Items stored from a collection
◇ ◇ ◇

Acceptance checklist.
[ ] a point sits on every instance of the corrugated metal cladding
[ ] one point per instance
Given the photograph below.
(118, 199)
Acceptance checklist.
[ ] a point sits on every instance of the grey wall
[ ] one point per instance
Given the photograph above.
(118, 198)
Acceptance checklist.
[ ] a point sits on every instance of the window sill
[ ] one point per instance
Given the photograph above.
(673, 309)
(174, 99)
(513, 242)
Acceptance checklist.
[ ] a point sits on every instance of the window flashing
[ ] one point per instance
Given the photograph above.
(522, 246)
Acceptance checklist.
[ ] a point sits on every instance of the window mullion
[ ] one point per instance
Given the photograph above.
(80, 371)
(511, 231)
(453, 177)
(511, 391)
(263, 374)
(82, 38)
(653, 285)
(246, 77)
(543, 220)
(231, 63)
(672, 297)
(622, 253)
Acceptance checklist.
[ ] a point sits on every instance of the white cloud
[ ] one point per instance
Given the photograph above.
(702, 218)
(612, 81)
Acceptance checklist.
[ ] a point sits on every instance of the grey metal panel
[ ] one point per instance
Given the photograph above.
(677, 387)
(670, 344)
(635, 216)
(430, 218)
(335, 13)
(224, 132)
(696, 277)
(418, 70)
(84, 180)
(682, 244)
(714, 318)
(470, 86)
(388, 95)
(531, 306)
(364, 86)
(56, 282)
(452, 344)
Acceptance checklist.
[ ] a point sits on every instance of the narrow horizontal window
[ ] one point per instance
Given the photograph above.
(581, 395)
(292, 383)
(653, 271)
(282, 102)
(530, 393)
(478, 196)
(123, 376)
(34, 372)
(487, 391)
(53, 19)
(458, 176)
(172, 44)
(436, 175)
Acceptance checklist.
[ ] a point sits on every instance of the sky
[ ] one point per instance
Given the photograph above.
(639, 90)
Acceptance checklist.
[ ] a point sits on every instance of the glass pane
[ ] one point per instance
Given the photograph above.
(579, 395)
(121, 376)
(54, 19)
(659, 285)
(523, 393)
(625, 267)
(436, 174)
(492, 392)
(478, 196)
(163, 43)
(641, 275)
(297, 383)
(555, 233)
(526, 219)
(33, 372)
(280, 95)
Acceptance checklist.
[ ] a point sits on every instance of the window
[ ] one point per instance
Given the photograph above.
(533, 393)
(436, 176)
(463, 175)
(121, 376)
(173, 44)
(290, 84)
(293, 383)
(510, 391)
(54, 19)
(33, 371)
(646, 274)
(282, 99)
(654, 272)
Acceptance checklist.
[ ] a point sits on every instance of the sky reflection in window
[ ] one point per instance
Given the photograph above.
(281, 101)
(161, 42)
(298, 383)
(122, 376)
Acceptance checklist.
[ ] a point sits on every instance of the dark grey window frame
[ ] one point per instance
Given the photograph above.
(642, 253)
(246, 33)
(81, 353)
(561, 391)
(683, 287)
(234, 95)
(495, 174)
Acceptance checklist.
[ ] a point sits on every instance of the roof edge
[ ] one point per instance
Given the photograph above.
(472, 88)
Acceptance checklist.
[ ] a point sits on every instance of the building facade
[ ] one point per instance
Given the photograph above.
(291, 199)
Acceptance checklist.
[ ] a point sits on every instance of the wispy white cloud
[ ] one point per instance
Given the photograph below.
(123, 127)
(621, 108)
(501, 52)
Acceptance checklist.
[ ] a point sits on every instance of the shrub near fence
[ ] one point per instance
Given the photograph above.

◇ ◇ ◇

> Work to do: Please count the lines in the items above that contain the string "grey", and reply with that number only.

> Reply to the task: 3